**Source data**:
· · · · ·
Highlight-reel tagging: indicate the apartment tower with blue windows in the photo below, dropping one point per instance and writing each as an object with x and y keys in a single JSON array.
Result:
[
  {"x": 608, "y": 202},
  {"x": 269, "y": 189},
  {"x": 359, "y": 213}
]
· · · · ·
**Assignment**: The answer should be an exact reproduction of all the entries.

**Result of this exercise**:
Highlight-reel tagging: indicate the apartment tower with blue windows in the photo below, dropping one point per instance and writing each as an object with x and y keys in a single JSON array.
Result:
[
  {"x": 608, "y": 202},
  {"x": 269, "y": 189},
  {"x": 359, "y": 213}
]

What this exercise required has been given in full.